## Page extract:
-=-=-
Airport in Scott County, Missouri

Sikeston Memorial Municipal Airport is a city-owned, public-use airport located two nautical miles (4 km) northeast of the central business district of Sikeston, in Scott County, Missouri, United States. It is included in the National Plan of Integrated Airport Systems for 2011–2015, which categorized it as a general aviation airport. As of 7/2020, the runway is 3/21 due to magnetic field shift.

== History ==
Opened in April 1940 as Harvey Parks Airport with 6600 × 5280 ft open turf field. Began training United States Army Air Corps flying cadets in June 1940 under contract to Missouri Institute of Aeronautics. Assigned to United States Army Air Forces Gulf Coast Training Center (later Central FLying Training Command) as a primary (level 1) pilot training airfield. Flying training was performed with Fairchild PT-19s as the primary trainer. Also had several PT-17 Stearmans and a few P-40 Warhawks assigned. Also provided flexible gunnery training.

Fighter pilot Robert S. Johnson trained here on Stearmans.
-=-=-
## Supplied information:
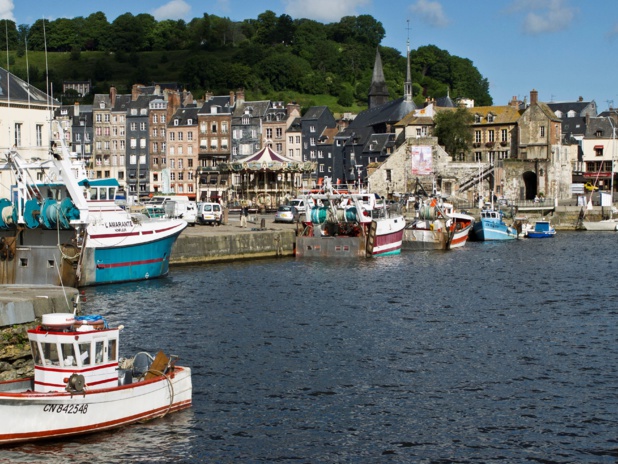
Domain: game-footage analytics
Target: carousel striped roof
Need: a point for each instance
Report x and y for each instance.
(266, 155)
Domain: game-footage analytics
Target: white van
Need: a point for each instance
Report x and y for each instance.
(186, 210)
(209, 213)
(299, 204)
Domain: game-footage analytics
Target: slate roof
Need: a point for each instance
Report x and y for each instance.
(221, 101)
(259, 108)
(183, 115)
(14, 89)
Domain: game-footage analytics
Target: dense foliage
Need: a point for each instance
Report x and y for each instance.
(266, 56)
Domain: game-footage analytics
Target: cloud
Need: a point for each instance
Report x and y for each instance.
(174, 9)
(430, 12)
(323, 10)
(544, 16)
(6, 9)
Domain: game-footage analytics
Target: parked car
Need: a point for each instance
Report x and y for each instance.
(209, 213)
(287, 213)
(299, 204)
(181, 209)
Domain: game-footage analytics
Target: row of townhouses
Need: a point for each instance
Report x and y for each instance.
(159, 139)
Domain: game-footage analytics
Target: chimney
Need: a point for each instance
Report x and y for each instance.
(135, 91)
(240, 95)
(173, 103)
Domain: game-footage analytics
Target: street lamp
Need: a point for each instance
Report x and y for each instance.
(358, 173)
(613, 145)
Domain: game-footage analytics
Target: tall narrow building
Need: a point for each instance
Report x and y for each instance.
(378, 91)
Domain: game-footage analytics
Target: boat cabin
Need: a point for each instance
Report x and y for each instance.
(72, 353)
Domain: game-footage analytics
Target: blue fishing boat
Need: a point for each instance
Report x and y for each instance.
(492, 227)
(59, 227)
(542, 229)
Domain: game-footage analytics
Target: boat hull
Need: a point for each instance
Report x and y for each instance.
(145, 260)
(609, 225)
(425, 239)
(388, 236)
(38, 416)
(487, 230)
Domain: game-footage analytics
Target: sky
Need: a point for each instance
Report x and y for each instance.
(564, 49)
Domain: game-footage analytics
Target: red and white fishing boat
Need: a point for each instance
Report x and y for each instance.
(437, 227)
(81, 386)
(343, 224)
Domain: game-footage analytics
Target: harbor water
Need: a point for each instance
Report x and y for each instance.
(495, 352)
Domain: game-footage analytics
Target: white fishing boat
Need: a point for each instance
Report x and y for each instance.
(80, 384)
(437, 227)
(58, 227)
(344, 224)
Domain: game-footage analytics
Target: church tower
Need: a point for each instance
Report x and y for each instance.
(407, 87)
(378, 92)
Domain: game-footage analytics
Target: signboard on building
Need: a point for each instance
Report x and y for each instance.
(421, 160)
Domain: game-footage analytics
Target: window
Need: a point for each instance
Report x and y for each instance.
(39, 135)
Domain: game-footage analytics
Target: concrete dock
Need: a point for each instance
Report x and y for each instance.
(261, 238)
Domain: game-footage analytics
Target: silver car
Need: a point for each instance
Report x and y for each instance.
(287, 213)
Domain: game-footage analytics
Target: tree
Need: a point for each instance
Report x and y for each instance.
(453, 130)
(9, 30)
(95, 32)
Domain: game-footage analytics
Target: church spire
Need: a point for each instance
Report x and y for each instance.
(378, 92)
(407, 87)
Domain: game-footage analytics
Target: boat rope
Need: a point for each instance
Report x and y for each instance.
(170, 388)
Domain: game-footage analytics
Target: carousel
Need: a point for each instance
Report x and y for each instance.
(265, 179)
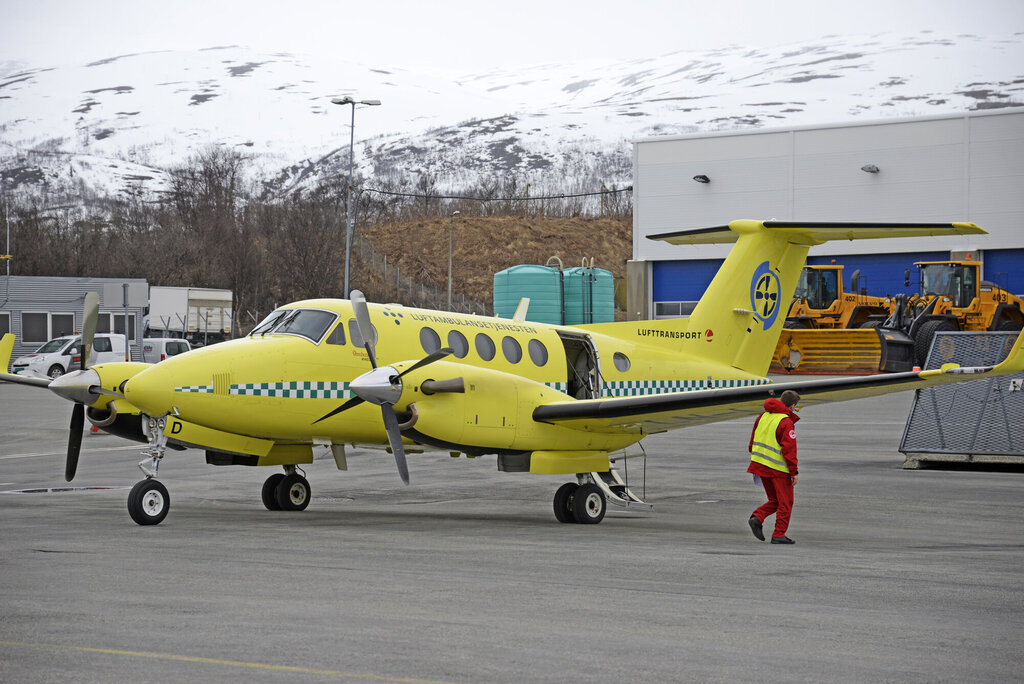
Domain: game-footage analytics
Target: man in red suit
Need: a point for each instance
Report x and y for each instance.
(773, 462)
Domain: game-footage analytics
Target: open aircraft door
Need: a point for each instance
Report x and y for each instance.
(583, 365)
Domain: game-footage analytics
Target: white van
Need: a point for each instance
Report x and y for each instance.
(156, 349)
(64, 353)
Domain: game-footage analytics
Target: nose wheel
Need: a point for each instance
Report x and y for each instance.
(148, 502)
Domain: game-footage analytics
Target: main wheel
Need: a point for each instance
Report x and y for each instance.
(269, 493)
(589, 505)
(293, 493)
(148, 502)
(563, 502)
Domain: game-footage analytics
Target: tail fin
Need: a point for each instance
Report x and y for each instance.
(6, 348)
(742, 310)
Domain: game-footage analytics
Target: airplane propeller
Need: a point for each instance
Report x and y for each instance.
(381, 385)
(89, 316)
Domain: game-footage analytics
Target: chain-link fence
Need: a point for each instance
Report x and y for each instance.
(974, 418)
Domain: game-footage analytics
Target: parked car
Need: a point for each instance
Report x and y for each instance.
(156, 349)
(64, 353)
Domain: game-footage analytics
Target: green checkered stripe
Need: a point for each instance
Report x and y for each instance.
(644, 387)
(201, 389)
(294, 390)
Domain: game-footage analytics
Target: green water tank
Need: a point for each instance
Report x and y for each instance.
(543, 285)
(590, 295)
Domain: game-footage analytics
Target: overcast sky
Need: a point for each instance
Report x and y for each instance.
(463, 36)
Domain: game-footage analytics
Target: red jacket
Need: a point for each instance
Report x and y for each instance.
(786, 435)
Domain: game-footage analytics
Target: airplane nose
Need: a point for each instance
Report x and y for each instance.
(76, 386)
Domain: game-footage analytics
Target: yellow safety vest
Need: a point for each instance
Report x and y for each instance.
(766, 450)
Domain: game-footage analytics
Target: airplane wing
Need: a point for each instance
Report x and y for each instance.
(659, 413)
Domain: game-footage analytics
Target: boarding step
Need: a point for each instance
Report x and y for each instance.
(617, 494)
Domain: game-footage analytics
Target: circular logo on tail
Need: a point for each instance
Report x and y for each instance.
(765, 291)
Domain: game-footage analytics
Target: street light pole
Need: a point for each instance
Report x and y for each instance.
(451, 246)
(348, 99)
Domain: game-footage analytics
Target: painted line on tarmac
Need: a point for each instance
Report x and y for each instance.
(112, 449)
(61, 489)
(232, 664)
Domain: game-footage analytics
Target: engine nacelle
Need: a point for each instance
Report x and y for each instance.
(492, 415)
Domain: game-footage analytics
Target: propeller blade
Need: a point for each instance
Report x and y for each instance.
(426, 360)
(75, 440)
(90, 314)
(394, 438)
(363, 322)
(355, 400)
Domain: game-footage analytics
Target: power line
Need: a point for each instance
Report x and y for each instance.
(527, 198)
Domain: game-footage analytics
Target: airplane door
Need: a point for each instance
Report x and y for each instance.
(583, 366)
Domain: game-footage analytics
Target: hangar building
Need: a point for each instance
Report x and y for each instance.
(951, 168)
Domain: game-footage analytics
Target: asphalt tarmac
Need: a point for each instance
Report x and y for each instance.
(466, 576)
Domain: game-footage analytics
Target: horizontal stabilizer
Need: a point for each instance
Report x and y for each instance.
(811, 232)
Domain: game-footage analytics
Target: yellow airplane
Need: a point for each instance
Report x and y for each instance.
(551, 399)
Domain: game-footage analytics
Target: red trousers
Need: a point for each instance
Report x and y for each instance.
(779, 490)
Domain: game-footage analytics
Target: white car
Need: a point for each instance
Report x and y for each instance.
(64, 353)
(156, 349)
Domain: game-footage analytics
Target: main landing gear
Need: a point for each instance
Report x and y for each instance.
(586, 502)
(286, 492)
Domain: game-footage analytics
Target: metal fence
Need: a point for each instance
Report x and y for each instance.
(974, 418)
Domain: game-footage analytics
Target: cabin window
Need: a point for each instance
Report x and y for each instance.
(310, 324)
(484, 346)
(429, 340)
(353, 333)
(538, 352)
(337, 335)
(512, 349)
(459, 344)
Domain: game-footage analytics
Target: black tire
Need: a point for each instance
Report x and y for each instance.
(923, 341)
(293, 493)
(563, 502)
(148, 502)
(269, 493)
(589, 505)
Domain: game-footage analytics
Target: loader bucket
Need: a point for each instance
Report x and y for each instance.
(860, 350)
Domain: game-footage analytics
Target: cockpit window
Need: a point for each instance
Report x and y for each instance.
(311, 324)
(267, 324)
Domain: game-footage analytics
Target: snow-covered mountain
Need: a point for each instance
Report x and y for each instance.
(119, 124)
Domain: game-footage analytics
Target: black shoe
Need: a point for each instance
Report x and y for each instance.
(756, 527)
-=-=-
## Activity:
Can you carry on the article about Sikeston Memorial Municipal Airport, starting right after its last sentence?

## Exercise response:
Inactivated on October 16, 1944 with the drawdown of AAFTC's pilot training program. Declared surplus and turned over to the Army Corps of Engineers on 30 September 1945. Eventually discharged to the War Assets Administration (WAA) and returned to being a civil airport.

Since becoming a civil airport, it has become a very popular destination for Army helicopter crews from the 101st Airborne Division at Fort Campbell, Kentucky.

== Facilities and aircraft ==
Sikeston Memorial Municipal Airport covers an area of 732 acres (296 ha) at an elevation of 315 feet (96 m) above mean sea level. It has one runway designated 2/20 with an asphalt surface measuring 5,502 by 100 feet (1,677 x 30 m).

For the 12-month period ending November 30, 2009, the airport had 6,300 aircraft operations, an average of 17 per day: 79% general aviation, 14% military, and 6% air taxi. At that time there were 20 aircraft based at this airport: 75% single-engine, 10% multi-engine, and 15% ultralight.